◆ Exercise
In the passage on the "Persons Unknown" judgment, please state how many local authorities the case directly concerns.

Start of Extract provided

Marc Willers QC, Tessa Buchanan, and Owen Greenhall, of the Garden Court Chambers Romani Gypsy and Traveller Rights Team, acted for the three Interveners, instructed by Chris Johnson of the Community Law Partnership.
Judgment has been handed down in an important case that directly concerns 38 different local authorities and which has implications for many more cases. Mr Justice Nicklin has ruled that final injunctions granted against “Persons Unknown” are subject to the fundamental principle that a final injunction operates only between the parties to the proceedings and does not bind newcomers. The Judge also decided that injunctions to restrain unauthorised encampment do not fall into the exceptional category of civil injunction that can be granted contra mundum.

End of Extract provided
Start of Records shown

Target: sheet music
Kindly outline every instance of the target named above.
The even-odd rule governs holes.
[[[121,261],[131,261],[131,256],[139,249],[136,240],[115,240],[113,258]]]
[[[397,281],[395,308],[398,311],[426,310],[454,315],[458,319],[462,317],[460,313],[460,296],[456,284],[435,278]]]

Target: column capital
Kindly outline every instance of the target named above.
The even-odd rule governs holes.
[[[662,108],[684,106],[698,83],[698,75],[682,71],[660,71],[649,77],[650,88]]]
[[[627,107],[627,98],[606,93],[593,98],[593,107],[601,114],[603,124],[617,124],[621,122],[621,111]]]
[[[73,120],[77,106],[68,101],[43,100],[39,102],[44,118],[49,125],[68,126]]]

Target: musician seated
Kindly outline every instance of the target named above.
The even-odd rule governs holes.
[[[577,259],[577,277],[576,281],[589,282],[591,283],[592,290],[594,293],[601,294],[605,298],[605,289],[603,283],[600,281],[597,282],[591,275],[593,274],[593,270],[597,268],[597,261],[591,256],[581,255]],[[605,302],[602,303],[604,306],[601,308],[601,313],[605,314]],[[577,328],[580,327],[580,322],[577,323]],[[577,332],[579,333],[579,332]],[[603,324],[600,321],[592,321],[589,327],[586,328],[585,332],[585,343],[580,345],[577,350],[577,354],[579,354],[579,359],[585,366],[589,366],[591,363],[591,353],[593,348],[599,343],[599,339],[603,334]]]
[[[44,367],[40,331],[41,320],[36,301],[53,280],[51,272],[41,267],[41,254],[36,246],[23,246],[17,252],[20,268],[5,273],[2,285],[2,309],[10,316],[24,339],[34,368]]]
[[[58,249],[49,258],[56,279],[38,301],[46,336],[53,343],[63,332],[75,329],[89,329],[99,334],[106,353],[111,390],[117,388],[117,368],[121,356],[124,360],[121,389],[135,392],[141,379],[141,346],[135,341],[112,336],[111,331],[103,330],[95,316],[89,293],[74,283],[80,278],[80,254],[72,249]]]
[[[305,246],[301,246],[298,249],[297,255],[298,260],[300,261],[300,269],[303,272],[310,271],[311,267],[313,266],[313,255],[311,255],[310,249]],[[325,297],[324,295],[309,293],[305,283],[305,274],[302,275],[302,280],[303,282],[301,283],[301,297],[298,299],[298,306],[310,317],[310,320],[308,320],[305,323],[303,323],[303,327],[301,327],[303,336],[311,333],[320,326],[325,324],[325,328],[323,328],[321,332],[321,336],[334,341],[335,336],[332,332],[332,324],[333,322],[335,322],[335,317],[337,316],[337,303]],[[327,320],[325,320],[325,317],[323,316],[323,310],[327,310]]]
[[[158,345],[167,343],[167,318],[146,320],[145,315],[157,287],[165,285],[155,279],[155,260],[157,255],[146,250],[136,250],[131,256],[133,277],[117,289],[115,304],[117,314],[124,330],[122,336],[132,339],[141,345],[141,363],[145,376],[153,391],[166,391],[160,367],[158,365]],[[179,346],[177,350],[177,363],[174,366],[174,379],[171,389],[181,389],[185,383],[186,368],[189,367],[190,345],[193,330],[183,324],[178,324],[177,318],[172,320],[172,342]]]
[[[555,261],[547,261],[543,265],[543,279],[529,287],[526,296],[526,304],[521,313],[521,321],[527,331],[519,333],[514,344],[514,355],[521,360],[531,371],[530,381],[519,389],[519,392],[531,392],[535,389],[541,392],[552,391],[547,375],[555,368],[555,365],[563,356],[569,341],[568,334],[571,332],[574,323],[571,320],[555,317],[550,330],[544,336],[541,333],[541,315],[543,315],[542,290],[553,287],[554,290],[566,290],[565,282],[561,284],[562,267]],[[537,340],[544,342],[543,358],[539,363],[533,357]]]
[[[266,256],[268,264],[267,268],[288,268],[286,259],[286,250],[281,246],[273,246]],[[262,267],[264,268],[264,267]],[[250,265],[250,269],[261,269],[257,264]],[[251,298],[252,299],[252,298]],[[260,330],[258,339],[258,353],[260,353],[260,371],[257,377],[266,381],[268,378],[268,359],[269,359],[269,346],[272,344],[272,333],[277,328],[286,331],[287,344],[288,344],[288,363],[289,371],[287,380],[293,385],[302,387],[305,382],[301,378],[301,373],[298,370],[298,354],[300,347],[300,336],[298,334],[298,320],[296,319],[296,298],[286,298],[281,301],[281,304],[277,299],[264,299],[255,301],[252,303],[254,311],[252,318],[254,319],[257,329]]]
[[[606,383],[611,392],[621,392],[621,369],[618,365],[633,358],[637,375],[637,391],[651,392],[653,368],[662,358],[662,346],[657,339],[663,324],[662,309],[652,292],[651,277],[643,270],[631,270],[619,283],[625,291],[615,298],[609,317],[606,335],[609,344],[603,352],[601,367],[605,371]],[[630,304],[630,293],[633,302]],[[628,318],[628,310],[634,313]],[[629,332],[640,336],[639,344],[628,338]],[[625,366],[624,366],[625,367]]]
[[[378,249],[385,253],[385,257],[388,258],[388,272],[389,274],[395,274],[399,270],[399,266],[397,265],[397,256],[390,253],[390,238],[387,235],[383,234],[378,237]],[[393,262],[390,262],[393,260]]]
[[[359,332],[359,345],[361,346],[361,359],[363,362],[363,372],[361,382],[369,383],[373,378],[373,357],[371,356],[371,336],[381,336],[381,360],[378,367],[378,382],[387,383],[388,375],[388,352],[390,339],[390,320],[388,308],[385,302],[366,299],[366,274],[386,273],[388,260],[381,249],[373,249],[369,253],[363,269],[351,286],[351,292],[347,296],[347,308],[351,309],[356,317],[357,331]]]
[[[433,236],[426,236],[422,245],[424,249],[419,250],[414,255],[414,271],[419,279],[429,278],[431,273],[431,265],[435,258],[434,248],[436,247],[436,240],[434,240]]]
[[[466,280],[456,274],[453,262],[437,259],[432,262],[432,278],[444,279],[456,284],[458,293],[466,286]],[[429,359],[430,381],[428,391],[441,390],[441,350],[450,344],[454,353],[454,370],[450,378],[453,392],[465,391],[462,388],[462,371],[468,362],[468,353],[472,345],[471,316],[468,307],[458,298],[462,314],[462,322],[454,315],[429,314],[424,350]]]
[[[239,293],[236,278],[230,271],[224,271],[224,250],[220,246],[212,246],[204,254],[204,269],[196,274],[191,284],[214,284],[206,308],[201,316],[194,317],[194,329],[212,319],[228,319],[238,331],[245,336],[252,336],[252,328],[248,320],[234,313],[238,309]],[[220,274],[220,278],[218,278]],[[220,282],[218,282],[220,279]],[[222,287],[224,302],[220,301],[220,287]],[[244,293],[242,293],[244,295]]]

End of Records shown

◆ Reply to the task
38 local authorities.